PASSAGE CITÉ
En octobre 1917 (encore avant la victoire effective de la révolution), dans l’article « Les bolcheviks conserveront-ils le pouvoir? », Lénine explique sans ambigüité que ces mesures ne sont pas conçues comme moyen de faire avancer la révolution vers la prise du pouvoir, mais qu’elles composent le programme minimum qui devra être appliqué après l’instauration du pouvoir révolutionnaire [2] :

La principale difficulté pour la révolution prolétarienne est de réaliser à l’échelle nationale l’inventaire et le contrôle le plus précis et le plus scrupuleux, le contrôle ouvrier, de la production et de la répartition des produits.

ÉNONCÉ A
Relevez chaque ligne des rangées qui contient la chaîne « roof ». La casse compte.

EXTRAITS DES RANGÉES

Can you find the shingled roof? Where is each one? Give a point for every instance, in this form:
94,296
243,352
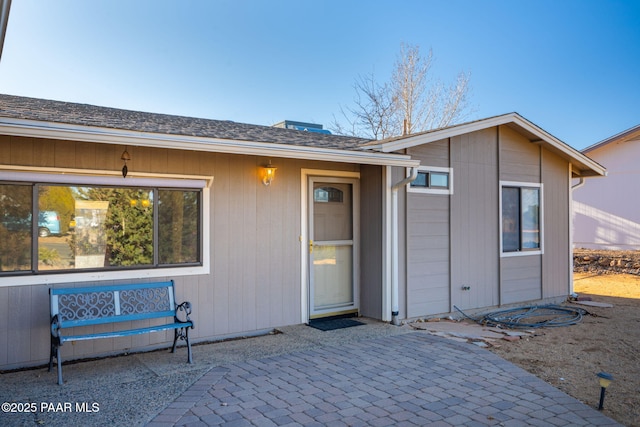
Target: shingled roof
43,110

ÉNONCÉ B
D'après le passage cité, quelle est la principale difficulté pour la révolution prolétarienne ?

RÉSULTAT A
Can you find the shingled roof? Where is each one? Give a point for every instance, in this form:
Target: shingled roof

RÉSULTAT B
La principale difficulté est de réaliser à l'échelle nationale l'inventaire et le contrôle le plus précis et le plus scrupuleux, le contrôle ouvrier, de la production et de la répartition des produits.